## INPUT FOR THIS TASK

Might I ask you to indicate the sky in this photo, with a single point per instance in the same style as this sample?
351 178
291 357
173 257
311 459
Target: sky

## GIVEN TASK
Reproduce the material above line for line, with every word and number unchanged.

## TASK OUTPUT
Might I ask you to indicate the sky in this photo, with a single point per instance in the same style as this sample?
351 178
291 357
173 257
311 459
Target: sky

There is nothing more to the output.